» **Exercise instructions**:
Write out each record below exactly, but not the pictures.

» **Material to process**:
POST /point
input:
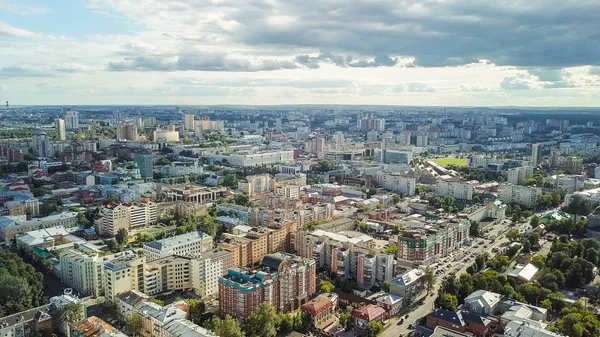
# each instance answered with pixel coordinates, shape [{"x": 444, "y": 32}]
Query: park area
[{"x": 451, "y": 161}]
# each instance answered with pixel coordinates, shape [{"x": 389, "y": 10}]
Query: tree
[
  {"x": 539, "y": 261},
  {"x": 386, "y": 286},
  {"x": 429, "y": 279},
  {"x": 227, "y": 327},
  {"x": 21, "y": 287},
  {"x": 326, "y": 287},
  {"x": 513, "y": 235},
  {"x": 449, "y": 302},
  {"x": 535, "y": 221},
  {"x": 197, "y": 309},
  {"x": 262, "y": 322},
  {"x": 134, "y": 325},
  {"x": 373, "y": 329},
  {"x": 122, "y": 236},
  {"x": 345, "y": 318},
  {"x": 240, "y": 199},
  {"x": 68, "y": 314},
  {"x": 209, "y": 226}
]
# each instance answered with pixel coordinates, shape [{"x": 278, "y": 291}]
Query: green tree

» **Reply to the exercise**:
POST /point
input:
# each instance answered with pixel coordinates, shape [{"x": 444, "y": 32}]
Query: park area
[{"x": 451, "y": 161}]
# each instance answered with pixel coordinates, shape [{"x": 389, "y": 10}]
Query: tree
[
  {"x": 539, "y": 261},
  {"x": 386, "y": 286},
  {"x": 429, "y": 279},
  {"x": 227, "y": 327},
  {"x": 21, "y": 287},
  {"x": 326, "y": 287},
  {"x": 513, "y": 235},
  {"x": 449, "y": 302},
  {"x": 535, "y": 221},
  {"x": 197, "y": 309},
  {"x": 262, "y": 322},
  {"x": 134, "y": 325},
  {"x": 373, "y": 329},
  {"x": 122, "y": 236},
  {"x": 345, "y": 318},
  {"x": 240, "y": 199},
  {"x": 68, "y": 314},
  {"x": 209, "y": 226}
]
# each instance answered with pixel coordinates, shape [{"x": 278, "y": 291}]
Query: green tree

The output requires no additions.